[Working data Boundary: Start]

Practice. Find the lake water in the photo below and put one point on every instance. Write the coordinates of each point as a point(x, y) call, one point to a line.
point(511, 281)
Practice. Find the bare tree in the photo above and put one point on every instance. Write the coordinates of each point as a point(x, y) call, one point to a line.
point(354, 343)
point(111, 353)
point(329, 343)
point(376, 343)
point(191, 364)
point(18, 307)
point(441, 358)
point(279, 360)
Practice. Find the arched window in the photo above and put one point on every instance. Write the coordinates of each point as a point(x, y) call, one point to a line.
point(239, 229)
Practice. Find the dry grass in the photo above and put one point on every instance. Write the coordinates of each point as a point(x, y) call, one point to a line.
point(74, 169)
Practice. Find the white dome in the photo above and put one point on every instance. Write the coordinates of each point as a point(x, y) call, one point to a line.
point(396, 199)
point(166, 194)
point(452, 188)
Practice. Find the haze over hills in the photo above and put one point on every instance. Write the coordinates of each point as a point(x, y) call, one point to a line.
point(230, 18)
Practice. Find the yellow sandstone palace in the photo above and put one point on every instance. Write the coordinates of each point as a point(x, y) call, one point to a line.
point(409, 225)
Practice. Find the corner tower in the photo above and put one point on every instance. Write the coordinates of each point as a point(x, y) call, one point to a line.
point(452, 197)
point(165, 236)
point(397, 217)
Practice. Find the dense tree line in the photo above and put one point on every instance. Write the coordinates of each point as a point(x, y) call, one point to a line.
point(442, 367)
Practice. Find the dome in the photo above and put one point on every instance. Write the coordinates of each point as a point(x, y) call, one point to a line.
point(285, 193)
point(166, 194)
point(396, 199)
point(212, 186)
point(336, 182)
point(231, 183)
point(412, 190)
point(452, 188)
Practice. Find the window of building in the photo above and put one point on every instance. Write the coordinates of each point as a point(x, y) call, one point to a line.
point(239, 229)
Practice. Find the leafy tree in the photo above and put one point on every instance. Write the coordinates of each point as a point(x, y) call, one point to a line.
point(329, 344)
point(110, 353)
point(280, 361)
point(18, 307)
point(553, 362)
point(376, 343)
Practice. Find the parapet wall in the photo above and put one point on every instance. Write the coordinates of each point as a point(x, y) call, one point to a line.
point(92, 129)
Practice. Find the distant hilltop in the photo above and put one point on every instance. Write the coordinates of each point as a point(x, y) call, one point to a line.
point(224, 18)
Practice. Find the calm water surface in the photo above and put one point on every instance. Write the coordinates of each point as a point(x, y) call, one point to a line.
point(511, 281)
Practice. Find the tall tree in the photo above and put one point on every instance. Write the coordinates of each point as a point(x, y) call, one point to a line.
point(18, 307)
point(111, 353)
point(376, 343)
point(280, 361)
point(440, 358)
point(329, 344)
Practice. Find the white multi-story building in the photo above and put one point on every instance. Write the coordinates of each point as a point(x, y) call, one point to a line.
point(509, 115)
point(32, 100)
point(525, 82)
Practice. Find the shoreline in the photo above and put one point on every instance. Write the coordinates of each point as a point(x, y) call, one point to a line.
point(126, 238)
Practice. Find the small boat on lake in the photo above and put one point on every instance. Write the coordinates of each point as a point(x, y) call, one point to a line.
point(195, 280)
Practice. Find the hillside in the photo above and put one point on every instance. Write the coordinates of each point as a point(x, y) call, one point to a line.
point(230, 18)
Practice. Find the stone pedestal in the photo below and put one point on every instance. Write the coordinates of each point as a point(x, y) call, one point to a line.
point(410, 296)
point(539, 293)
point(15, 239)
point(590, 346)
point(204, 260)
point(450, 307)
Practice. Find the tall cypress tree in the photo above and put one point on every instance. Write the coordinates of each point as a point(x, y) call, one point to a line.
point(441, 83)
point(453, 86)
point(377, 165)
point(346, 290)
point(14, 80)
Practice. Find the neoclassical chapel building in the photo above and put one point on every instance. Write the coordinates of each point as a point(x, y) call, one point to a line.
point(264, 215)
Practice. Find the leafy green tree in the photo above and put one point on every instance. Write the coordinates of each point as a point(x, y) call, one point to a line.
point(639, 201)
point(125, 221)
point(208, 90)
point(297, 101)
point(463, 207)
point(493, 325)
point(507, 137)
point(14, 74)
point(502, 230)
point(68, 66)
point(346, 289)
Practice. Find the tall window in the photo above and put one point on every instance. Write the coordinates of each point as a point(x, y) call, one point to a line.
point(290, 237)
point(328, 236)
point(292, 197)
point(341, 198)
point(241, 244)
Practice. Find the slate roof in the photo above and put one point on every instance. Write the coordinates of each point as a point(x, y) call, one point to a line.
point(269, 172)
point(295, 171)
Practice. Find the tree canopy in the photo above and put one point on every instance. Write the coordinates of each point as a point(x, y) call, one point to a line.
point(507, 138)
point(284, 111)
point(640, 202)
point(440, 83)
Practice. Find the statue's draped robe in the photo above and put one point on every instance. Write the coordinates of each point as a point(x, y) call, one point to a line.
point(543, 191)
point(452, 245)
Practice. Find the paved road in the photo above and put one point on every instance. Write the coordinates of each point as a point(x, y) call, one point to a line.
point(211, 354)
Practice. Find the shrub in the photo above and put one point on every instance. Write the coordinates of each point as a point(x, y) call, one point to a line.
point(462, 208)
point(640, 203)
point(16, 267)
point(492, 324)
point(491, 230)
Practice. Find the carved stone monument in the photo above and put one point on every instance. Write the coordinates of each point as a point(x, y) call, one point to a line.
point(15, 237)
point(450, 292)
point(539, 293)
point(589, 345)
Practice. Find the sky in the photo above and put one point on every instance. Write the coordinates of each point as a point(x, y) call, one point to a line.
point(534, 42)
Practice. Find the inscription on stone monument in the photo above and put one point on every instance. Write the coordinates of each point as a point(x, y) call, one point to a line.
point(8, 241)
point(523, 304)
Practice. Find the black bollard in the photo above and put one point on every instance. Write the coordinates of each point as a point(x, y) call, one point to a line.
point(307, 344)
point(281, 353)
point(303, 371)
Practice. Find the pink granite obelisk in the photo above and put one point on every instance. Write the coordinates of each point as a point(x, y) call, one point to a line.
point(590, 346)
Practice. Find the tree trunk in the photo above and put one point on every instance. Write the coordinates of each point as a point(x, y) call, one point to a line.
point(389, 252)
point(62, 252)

[Working data Boundary: End]

Copy the records above, keeping each line identical.

Practice. Find the lake water in the photo below and put one point on every instance. Write the coordinates of each point as a point(x, y) call, one point to a line.
point(511, 281)
Practice. Find the bare tree in the photo above and put one point on every instance. Write the coordinates of each point as a point(x, y) call, one point to a line.
point(354, 343)
point(111, 353)
point(329, 343)
point(376, 343)
point(191, 364)
point(18, 307)
point(441, 358)
point(279, 360)
Practice. Find the arched window in the photo above and put one point on every instance. Write the coordinates of each point as a point(x, y) call, one point to a line.
point(239, 229)
Practice. Find the dry grass in the photo above and put one point on every instance. Write the coordinates of each point as a point(x, y) call, one point to a line.
point(74, 169)
Practice. Find the white dome in the photo above and put one point on every instance. Write the coordinates of each point as a point(x, y) call, one point to a line.
point(396, 199)
point(166, 194)
point(452, 188)
Practice. Find the haze over hills in the photo above and put one point on every instance. Write the coordinates of each point as a point(x, y) call, one point to a line.
point(230, 18)
Practice. Find the yellow sandstone palace in the photo above and put one point on every instance. Write the coordinates of each point as a point(x, y) call, one point to a line.
point(409, 225)
Practice. Find the corner tower in the photo above and put one point on every instance. Write the coordinates of each point as a point(x, y) call, one point to a line.
point(452, 197)
point(165, 236)
point(397, 217)
Practice. Find the dense tree line in the photo above and put one point on every instance. Write the coordinates of each point as a point(x, y) call, one point to a line.
point(442, 367)
Practice. Find the dome in the photo above and put one point on every instance. Write the coordinates of each point as a point(x, y) call, one point to a line.
point(285, 193)
point(166, 194)
point(396, 199)
point(212, 186)
point(336, 182)
point(231, 183)
point(412, 190)
point(452, 188)
Practice. Find the window of building in the photo above and put one point on every instance. Write the coordinates of each point as a point(x, y) call, one point to a line.
point(239, 229)
Practice. Find the leafy tree in the photo above and put one point on every instance. Write the coordinates of each point as a point(x, y) call, one point to a line.
point(329, 344)
point(110, 353)
point(280, 361)
point(18, 307)
point(553, 362)
point(376, 343)
Practice. Find the parapet wall in the photo above and put one point on every instance. Write the coordinates of each point as a point(x, y) call, one point to a line.
point(92, 129)
Practice. Find the distant hilltop in the photo above and put one point on every instance. Write the coordinates of each point as a point(x, y) call, one point to a line.
point(224, 18)
Practice. Find the calm water surface in the photo above and put one point on every instance. Write the coordinates of each point as a point(x, y) call, one point to a line.
point(511, 281)
Practice. Find the tall tree in the photo above and put one point on every instance. Write the coordinates of each point as a point(x, y) call, one point to a line.
point(18, 307)
point(111, 353)
point(376, 343)
point(280, 361)
point(440, 358)
point(329, 344)
Practice. Find the white multi-story building in the photo above and put one point on every instance. Write the coordinates of each point as a point(x, y) call, one point to a line.
point(509, 115)
point(32, 100)
point(525, 82)
Practice. Find the shoreline in the photo above and put one point on every instance. Write the coordinates of each point as a point(x, y) call, one point to a line.
point(126, 238)
Practice. Find the small boat on lake in the photo above and put one point on every instance. Write the coordinates of each point as a point(x, y) call, one point to a line.
point(195, 280)
Practice. Find the hillside in the photo above and put one point on every instance. Write the coordinates of each point as a point(x, y) call, one point to a line.
point(230, 18)
Practice. Find the stone pedestal in the photo below and put one point on every instance. Write the coordinates of each point as a point(x, y) call, one point to a line.
point(410, 296)
point(539, 293)
point(15, 239)
point(590, 346)
point(204, 260)
point(450, 307)
Practice. Find the tall cypress tree in the photo above and put one point on every instance. Write the coordinates of each point as a point(x, y) call, one point to a line.
point(441, 83)
point(453, 86)
point(377, 165)
point(346, 290)
point(14, 80)
Practice. Find the neoclassical chapel building in the photo above and put one point on every instance. Write the coordinates of each point as a point(x, y) call, one point to a line.
point(264, 215)
Practice. Find the leafy green tree in the photo above and put one point on every instance. Write the coordinates of each point as a point(x, y) call, one point to a line.
point(639, 201)
point(125, 221)
point(208, 90)
point(297, 101)
point(463, 207)
point(493, 325)
point(507, 137)
point(14, 74)
point(502, 230)
point(68, 66)
point(346, 289)
Practice. Find the tall window in the photo above and put one point on every instance. Write the coordinates of each point as a point(x, y) call, one point to a line.
point(290, 237)
point(328, 236)
point(292, 197)
point(341, 198)
point(241, 244)
Practice. Find the slate roof in the photo above and put one point on every instance. Write the coordinates of each point as a point(x, y) call, one point to a line.
point(269, 172)
point(295, 171)
Practice. Find the tree canopy in the photo above and put one point on every instance. Write the coordinates of each point as a point(x, y) call, one point to a line.
point(507, 138)
point(284, 111)
point(640, 202)
point(440, 83)
Practice. Find the statue's draped robe in the photo above and put one point on every instance. Write the coordinates of each point as a point(x, y) call, one point to a line.
point(543, 191)
point(452, 245)
Practice. Find the paved road in the photo above and put one point on every instance. Write the coordinates of each point as a point(x, y) call, one point to a line.
point(211, 354)
Practice. Find the shrub in the photo above and put one point on every instance. Write the coordinates of each point as a point(x, y) call, one point to a line.
point(462, 208)
point(640, 203)
point(16, 267)
point(492, 324)
point(491, 230)
Practice. Find the carved stone monument in the photo above and put one point on every instance. Write the coordinates of each point as a point(x, y) call, one point to a line.
point(15, 237)
point(450, 292)
point(539, 293)
point(589, 345)
Practice. Find the sky in the photo above and put one point on every instance. Write the coordinates of each point as a point(x, y) call, one point to a line.
point(534, 42)
Practice. Find the inscription on stone monument in the photo above and put one point on every instance. Write the coordinates of each point as a point(x, y) call, one point to a line.
point(8, 241)
point(523, 304)
Practice. Find the black bollard in the photo above and put one point on every instance. Write the coordinates of each point as a point(x, y) call, one point to a line.
point(307, 344)
point(281, 353)
point(303, 371)
Practice. Find the pink granite obelisk in the photo above and put one point on every instance. Write the coordinates of each point as a point(x, y) call, one point to a line.
point(590, 346)
Practice. Find the tree trunk in the photo above and put one point on every instance. Write the coordinates of each point as a point(x, y) call, one point to a line.
point(389, 252)
point(62, 252)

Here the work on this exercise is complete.